_Compiti ed esercizi_
(1) Modifichi il testo sull'alimentazione e riporti tutto ciò che va da "In un altro" fino a "sempre ‘la cosa giusta’.", mettendo "zia" al posto di "nonna".
(2) Prosegua il testo sull'alimentazione e sul consumo di carne a partire dall'ultima frase riportata.

_Sezione di testo_
Ambiente e Natura

Categorie in evoluzione. (3). L’alimentazione (2)

di Sandro Russo

 

Per l’articolo precedente, leggi qui

 

Qualche tempo fa, nel commento ad una vecchia, rara foto che ritraeva il rito dell’uccisione del maiale nella nostra isola – a quei tempi era inusuale che attività comuni (come lo zappare dei nostri nonni o l’uccisione del maiale, appunto), venissero riprese in immagine – facemmo alcune considerazioni (leggi qui):

“Il fatto è che da bambini, noi eravamo dentro questa realtà, la vivevamo in tutti i suoi risvolti e la contraddizione era acuta, quando si uccideva la gallinella che si accucciava per farsi prendere, o la pecorella che il ragazzino aveva tante volte portato al pascolo. Oggi la macellazione è un evento esterno, reso asettico e fuori dalla nostra portata, quindi per i bambini di oggi il problema dell’uccidere un animale non rappresenta più lo sconvolgimento emotivo che poteva essere per noi”.

In un altro tempo e in un altra parte del mondo uno scrittore – Jonathan Safran-Foer, nel citato libro-saggio “Eating animals” – parte anch’esso da un ricordo personale; quello della nonna, sopravvissuta all’internamento in un campo di concentramento nell’ultima guerra e da lui considerata a lungo la più grande cuoca di tutti i tempi.

Ebbene la nonna, appena liberata, rifiuta la prima carne che le viene offerta, fornendo con la forza dell’esempio al nipote, futuro scrittore, una lezione sulla necessità di fare sempre ‘la cosa giusta’.

In un’intervista egli dice:
“Mangiamo perché lo vogliamo. Mangiamo perché la carne è buona. Ha un buon sapore, un buon odore. Non esistono altre spiegazioni oneste e in realtà ne potremmo fare a meno. La carne è anche religione, cultura e memoria. Penso ad esempio cosa significa per noi americani il barbecue del 4 luglio. Penso alle ore passate con i genitori e i nonni, a quello che ci hanno raccontato mentre mangiavamo. È vero che sotto certi aspetti la carne ci rende la vita più gradevole, ma la mia domanda è: possiamo continuare a mangiare senza interrogarci e preoccuparci?”.

_Dati di origine_
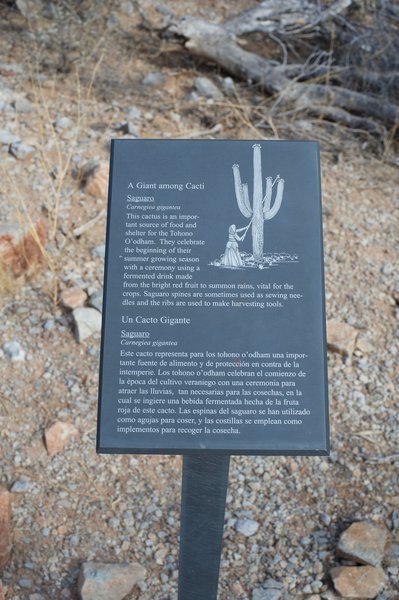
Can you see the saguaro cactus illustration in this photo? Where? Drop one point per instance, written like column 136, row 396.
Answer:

_Risposte_
(1)
In un altro tempo e in un altra parte del mondo uno scrittore – Jonathan Safran-Foer, nel citato libro-saggio “Eating animals” – parte anch’esso da un ricordo personale; quello della zia, sopravvissuta all’internamento in un campo di concentramento nell’ultima guerra e da lui considerata a lungo la più grande cuoca di tutti i tempi.

Ebbene la zia, appena liberata, rifiuta la prima carne che le viene offerta, fornendo con la forza dell’esempio al nipote, futuro scrittore, una lezione sulla necessità di fare sempre ‘la cosa giusta’.

(2)
– «Meno dell’ uno per cento degli animali uccisi per la propria carne provengono da allevamenti familiari».
– «L’impatto degli allevamenti animali sul riscaldamento globale è superiore del 40 per cento rispetto a tutti i trasporti del mondo combinati. Esso è la causa principale del cambiamento del clima». E, voglio ripetere, la difesa dell’ ambiente e il rispetto per gli animali sono due facce della stessa medaglia».
– Uno degli elementi più inquietanti del libro è la constatazione che il macello degli animali va di pari passo con la loro spersonalizzazione: si massacra un’intera massa di animali per non considerarli individualmente”.

Fin qui il libro dello scrittore americano.

Ma gli aspetti etici collegati con il consumo di carne avevano cominciato ad essere dibattuti nella cultura occidentale di massa (a parte le sparute avanguardie di ‘vegetariani’ che sono sempre esistite) fin dagli anni ’70; in quel periodo il filosofo americano Peter Singer diede voce con Animal Liberation al movimento per la liberazione degli animali. La scelta vegetariana veniva considerava un obbligo etico, proprio a causa della sofferenza indotta negli animali.

Ipotesi portata all’estremo da Adam Shriver, filosofo americano della Washington University di St. Louis, in un saggio provocatorio apparso su Neuroethics nel 2009, intitolato: Knocking Out Pain in Livestock: Can Technology Succeed Where Morality has Stalled? “Eliminare il dolore negli animali da macello: può la tecnologia riuscire dove la morale si è arenata?”.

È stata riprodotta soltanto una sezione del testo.